━━━━━ 提示された文章 ━━━━━
コロナと個人データ 活用目的と範囲を明確に
政府が新型コロナ対策で情報通信技術(ICT)を使った個人データの活用に本格的に乗り出す。来月には感染経路を追跡するスマートフォン向け専用アプリを導入する。
保健所が患者から濃厚接触者を聞き取る現在の手法では経路を追い切れなくなっているためだ。政府専門家会議もデータ活用を提言しており、感染対策上の必要性は理解できる。
ただ、健康状態に関わるデータを扱う以上、プライバシー保護に配慮した慎重さが求められる。
追跡アプリは官民が連携して開発中で、利用者に無料で提供される。スマホにダウンロードした人同士が一定時間近くにいると、近距離無線通信「ブルートゥース」を使って履歴が記録される。感染が分かれば、保健所を介して近くにいた人に通知が届く仕組みだ。
アプリは希望者のみが使い、通知は匿名で行うという。ただ、外出自粛で個人が一定時間接触する人の数は減っており、結果的に感染者が特定される可能性もある。
個人データを使った感染対策はアジア各国が先行する。韓国はスマホの位置情報やカードの決済履歴などのデータをフル活用して感染者を洗い出している。
シンガポールは3月に感染追跡のためのアプリを導入した。ただ、国民の反発を考慮して個人の居場所自体を追跡できるスマホの位置情報の使用は避けた。日本も参考にした。
位置情報を使わなかったにもかかわらず、シンガポール国民のプライバシーを巡る懸念は根強く、利用は全人口の約6分の1にとどまる。シンガポール政府は「4分の3が使わないと効果が上がらない」と苦慮している。日本も同じ課題に直面する可能性がある。
企業が持つ個人データは本来、本人の同意なしに外部に提供できない。ただ、感染症対策など公衆衛生上必要な時は例外が認められる。このため、政府内には「もっと踏み込んだデータ活用を検討すべきだ」との声もある。
━━━━━ 与えられた情報 ━━━━━
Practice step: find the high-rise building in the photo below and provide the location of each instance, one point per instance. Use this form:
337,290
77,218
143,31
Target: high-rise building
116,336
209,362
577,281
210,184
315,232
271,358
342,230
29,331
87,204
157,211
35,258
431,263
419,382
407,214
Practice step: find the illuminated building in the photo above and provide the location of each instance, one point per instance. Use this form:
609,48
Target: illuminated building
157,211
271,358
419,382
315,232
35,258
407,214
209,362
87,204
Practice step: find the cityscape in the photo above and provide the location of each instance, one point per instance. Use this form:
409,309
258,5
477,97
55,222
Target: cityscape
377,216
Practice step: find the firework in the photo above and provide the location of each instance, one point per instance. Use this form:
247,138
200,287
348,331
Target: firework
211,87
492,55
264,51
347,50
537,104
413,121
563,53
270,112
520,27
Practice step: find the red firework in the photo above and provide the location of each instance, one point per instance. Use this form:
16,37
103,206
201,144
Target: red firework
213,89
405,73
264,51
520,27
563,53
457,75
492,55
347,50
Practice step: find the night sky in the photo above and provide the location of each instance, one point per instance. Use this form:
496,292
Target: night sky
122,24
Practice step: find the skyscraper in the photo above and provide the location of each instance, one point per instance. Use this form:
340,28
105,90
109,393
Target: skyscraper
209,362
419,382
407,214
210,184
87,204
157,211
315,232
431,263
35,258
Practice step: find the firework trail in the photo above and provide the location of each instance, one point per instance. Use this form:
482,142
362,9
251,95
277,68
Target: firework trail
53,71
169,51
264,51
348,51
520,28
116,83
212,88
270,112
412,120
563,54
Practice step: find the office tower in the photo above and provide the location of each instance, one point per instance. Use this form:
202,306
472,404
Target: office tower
━━━━━
» **解くべき問題**:
1: コロナと個人データの文章のうち、「コロナと個人データ 活用目的と範囲を明確に」から「は避けた。日本も参考にした。」までを、両端の語句も含めて一字一句違えずに再現せよ。
2: コロナと個人データの文章を、最後の文の次から書き継げ。
記録は、コロナと個人データの文章とは別個の資料である。

» **記述式の解答**:
1:
コロナと個人データ 活用目的と範囲を明確に
政府が新型コロナ対策で情報通信技術(ICT)を使った個人データの活用に本格的に乗り出す。来月には感染経路を追跡するスマートフォン向け専用アプリを導入する。
保健所が患者から濃厚接触者を聞き取る現在の手法では経路を追い切れなくなっているためだ。政府専門家会議もデータ活用を提言しており、感染対策上の必要性は理解できる。
ただ、健康状態に関わるデータを扱う以上、プライバシー保護に配慮した慎重さが求められる。
追跡アプリは官民が連携して開発中で、利用者に無料で提供される。スマホにダウンロードした人同士が一定時間近くにいると、近距離無線通信「ブルートゥース」を使って履歴が記録される。感染が分かれば、保健所を介して近くにいた人に通知が届く仕組みだ。
アプリは希望者のみが使い、通知は匿名で行うという。ただ、外出自粛で個人が一定時間接触する人の数は減っており、結果的に感染者が特定される可能性もある。
個人データを使った感染対策はアジア各国が先行する。韓国はスマホの位置情報やカードの決済履歴などのデータをフル活用して感染者を洗い出している。
シンガポールは3月に感染追跡のためのアプリを導入した。ただ、国民の反発を考慮して個人の居場所自体を追跡できるスマホの位置情報の使用は避けた。日本も参考にした。

2:
だが、非常時であることのみを理由に個人情報の保護をないがしろにすることは許されない。政府はデータ活用の目的や範囲を事前に明示するなど、国民の理解を得る努力を尽くすべきだ。
【2020年4月24日/毎日新聞/社説】引用
新型コロナウイルスによる外出自粛要請。私は昼夜逆転となってしまい、夕方に起きだして夜中にゴソゴソな生活になってしまった。
テレビやネットニュースを見るのがほとんど。時間が余ればYouTubeなどを見てます。
さてさて、そんな行動履歴などは携帯やスマホ内蔵の機能やスマホアプリを見れば一目瞭然。
本人が自分の履歴を確認するためには役立つものであるが、「他人が」となるとどうすべきか。
現在であれば、この機能を使い「誰が誰と接触した」ことも下手をすれば「どんな話をしたか」も知れるという噂まである。
実際某国などでは使っているのでは…、との噂まである。
日本においては、プライバシーの問題があり、そう簡単には知れないようにはなってきた。
しかし、その制度ができてから初の事態。
GPSなどを使い記録や収集したデータを、どこまでウイルス対策に活用するのか。
何が非常事態で、何を緊急事態とするのかの定義も、その際に何をどこまでのデータ利用するのかも定まってはいない。
すべてが未決のままでの突入になったことは、今回は致し方のないことは理解できる。
コロナ終息後に、国と国民で話し合うべきことがまた一つ増えた。